| The request |
Identify each row below that contains the string "skin" and reproduce every such row in full.

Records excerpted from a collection
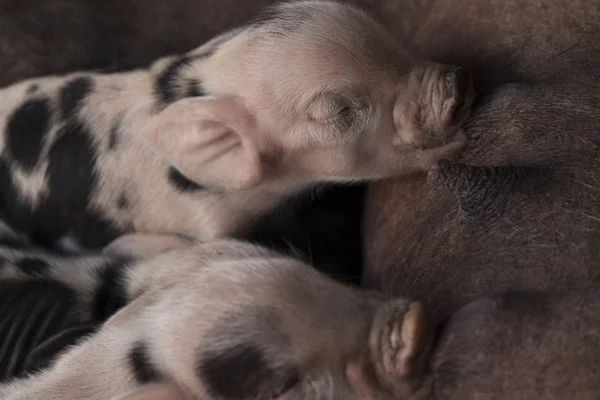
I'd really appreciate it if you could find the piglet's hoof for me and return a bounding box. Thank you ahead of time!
[371,301,433,382]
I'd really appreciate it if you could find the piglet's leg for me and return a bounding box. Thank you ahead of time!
[103,233,196,259]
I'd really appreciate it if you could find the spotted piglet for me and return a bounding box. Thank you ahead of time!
[0,0,473,252]
[0,240,432,400]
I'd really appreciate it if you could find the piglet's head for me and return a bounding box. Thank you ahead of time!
[227,1,474,186]
[346,299,434,400]
[144,0,474,189]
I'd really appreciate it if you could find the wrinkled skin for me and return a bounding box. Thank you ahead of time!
[364,3,600,320]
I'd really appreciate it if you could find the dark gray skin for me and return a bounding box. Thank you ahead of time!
[428,284,600,400]
[364,2,600,320]
[0,0,600,399]
[364,1,600,399]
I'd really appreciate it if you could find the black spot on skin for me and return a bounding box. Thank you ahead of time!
[59,77,94,119]
[15,258,50,277]
[186,79,206,97]
[6,99,52,171]
[0,280,81,381]
[128,342,161,385]
[0,236,31,250]
[27,83,40,94]
[108,122,120,150]
[25,324,99,371]
[155,56,191,106]
[0,158,36,245]
[117,193,129,210]
[168,167,205,192]
[41,120,122,248]
[198,343,300,400]
[92,259,129,321]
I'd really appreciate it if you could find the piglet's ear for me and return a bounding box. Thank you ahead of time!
[143,97,263,190]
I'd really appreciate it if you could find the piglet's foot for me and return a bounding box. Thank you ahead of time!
[103,233,195,259]
[373,302,433,382]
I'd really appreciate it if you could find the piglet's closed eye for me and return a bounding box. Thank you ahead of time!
[144,97,263,190]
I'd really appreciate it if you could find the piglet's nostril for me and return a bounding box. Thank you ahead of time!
[446,68,471,97]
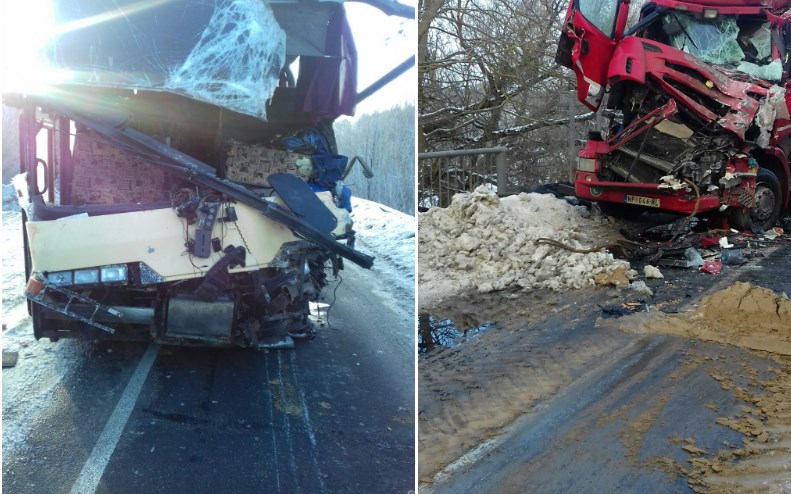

| Response |
I'd really appreciate it if you could find the wrinkled skin for me and return a bounding box. Thank you ahead of time!
I'd really appreciate it if you could find the dark gray skin for me and return a bounding box. Thank you ahead of time!
I'd really appreciate it if you could find the black spot on skin for me and return a bounding box. Thank you ahead of time!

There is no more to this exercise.